Text passage
I was able to set the order to 99 as your indicated but /var/log/upstart/ceph 
logs still complain excessively about unable to look up group 'ceph': (34) 
Numerical result out of range

Mounting is done via /etc/fstab for osds. Which are xfs formatted HDDs. 

-Zach
From: David Turner
Sent: Wednesday, May 10, 2017 4:07 PM
To: vida.z...@gmail.com; ceph-users@lists.ceph.com
Subject: Re: [ceph-users] trouble starting ceph @ boot

Are you mounting your OSDs using fstab or anything else?  Ceph uses udev rules 
and partition identifiers to know what a disk is and where to mount it, 
assuming that you have your GUIDs set properly on your disks.  ceph-deploy does 
this by default.

On Wed, May 10, 2017 at 3:46 PM David Turner <drakonst...@gmail.com> wrote:
`update-rc.d 'ceph' defaults 99`
That should put it last in the boot order.  The '99' here is a number 01-99 
where the lower the number the earlier in the boot sequence the service is 
started.  To see what order your service is set to start and stop, `ls 
/etc/rc*.d/*{service}.  Each rc# represents the runlevels.  K## is the order 
that services will be stopped, S$$ is the order that services will be started.  
After you run the above command, it should change Ceph to S99.  If you want to 
fine tune it, you can see which services are starting up after ceph and see if 
you can locate the specific one that is causing your problems.

On Wed, May 10, 2017 at 3:34 PM <vida.z...@gmail.com> wrote:
David, 
 
ceph tell osd.12 version replies version 11.2.0
 
Distro is Ubuntu 14.04.5 LTS (trusty) which utilizes upstart for ceph. 
 
I don’t see a good way ensure last in an event based system like upstart.

Required tasks
[1] Rewrite the listing from the line that has "the black tire?" through its last line, shifting every answer coordinate by adding 66 to it. Keep all other text in those lines as it stands.
[2] Carry on the email thread about Ceph failing to start at boot, picking up after its final sentence.

Coordinate labeling listing:
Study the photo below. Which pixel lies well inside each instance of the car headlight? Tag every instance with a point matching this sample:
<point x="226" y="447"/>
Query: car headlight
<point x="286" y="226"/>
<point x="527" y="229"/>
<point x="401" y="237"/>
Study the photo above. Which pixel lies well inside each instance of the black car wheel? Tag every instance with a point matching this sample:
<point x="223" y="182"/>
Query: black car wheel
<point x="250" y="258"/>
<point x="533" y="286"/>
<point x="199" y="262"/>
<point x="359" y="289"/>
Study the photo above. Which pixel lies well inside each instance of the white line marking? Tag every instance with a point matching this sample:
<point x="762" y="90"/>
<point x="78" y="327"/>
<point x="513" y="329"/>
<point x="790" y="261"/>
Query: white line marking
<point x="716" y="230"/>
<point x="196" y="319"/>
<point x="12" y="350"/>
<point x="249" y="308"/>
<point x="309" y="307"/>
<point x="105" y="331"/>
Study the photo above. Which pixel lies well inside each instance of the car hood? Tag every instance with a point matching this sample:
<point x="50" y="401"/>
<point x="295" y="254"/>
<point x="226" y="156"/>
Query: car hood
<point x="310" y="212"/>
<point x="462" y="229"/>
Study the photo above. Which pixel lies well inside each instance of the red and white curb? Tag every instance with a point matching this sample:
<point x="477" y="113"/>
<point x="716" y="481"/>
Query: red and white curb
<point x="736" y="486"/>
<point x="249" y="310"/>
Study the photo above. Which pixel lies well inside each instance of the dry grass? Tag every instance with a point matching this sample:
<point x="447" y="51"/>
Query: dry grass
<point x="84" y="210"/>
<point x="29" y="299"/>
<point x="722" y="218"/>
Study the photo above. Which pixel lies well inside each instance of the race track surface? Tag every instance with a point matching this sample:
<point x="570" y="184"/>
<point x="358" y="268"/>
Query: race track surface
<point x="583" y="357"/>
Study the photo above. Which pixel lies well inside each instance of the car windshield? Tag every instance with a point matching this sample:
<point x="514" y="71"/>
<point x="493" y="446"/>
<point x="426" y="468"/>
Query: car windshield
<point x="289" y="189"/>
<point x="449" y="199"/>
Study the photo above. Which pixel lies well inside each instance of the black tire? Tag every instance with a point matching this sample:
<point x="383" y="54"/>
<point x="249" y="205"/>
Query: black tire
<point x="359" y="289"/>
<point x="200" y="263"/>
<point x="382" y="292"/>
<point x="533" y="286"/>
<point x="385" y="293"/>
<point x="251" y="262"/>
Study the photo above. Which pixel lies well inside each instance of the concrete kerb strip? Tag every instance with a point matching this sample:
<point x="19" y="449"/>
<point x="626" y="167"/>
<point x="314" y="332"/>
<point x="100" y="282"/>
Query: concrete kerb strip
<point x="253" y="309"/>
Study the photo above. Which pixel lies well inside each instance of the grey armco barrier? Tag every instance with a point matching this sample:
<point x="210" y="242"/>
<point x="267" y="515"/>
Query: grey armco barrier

Task answers
[1]
Study the photo above. Which pixel lies well inside each instance of the black tire? Tag every instance with a point matching this sample:
<point x="383" y="54"/>
<point x="249" y="205"/>
Query: black tire
<point x="425" y="355"/>
<point x="266" y="329"/>
<point x="448" y="358"/>
<point x="599" y="352"/>
<point x="451" y="359"/>
<point x="317" y="328"/>
Study the photo above. Which pixel lies well inside each instance of the concrete kerb strip? Tag every instance with a point matching this sample:
<point x="19" y="449"/>
<point x="626" y="167"/>
<point x="314" y="332"/>
<point x="100" y="282"/>
Query: concrete kerb strip
<point x="319" y="375"/>
Study the photo above. Which pixel lies well inside each instance of the grey armco barrier? Tag every instance with a point matching this sample:
<point x="210" y="242"/>
<point x="267" y="515"/>
Query: grey armco barrier

[2]
For the record I already tried after networking and after filesystems are 
mounted to and that didn’t seem to help things. 
 
 
 
From: David Turner
Sent: Wednesday, May 10, 2017 3:21 PM

To: vida.z...@gmail.com; ceph-users@lists.ceph.com
Subject: Re: [ceph-users] trouble starting ceph @ boot
 
I would probably just make it start last in the boot order.  Depending on your 
distribution/version, that will be as simple as setting it to 99 for starting 
up.  Which distribution/version are you running? 
 
On Wed, May 10, 2017 at 2:36 PM <vida.z...@gmail.com> wrote:
David,
 
I get what you are saying. Do you have a suggestion as to what service I make 
ceph-osd depend on to reliable start?
 
My understanding is that these daemons should all be sort of independent of 
each other. 
 
-Zach
 
 
 
From: David Turner
Sent: Wednesday, May 10, 2017 1:18 PM
To: vida.z...@gmail.com; ceph-users@lists.ceph.com
Subject: Re: [ceph-users] trouble starting ceph @ boot
 
Have you attempted to place the ceph-osd startup later in the boot process.  
Which distribution/version are you running?  Each does it slightly different.  
This can be problematic for some services, very commonly in cases where a 
network drive is mapped and used by a service like mysql (terrible example, but 
effective).  If you try to start mysql before the network is up and the drive 
is mapped, then mysql will fail.  Some work arounds are to put a sleep in the 
init script, or retry (similar to what you did), but ultimately, you probably 
want to set a requisite service to have started or just place the service in a 
later starting position.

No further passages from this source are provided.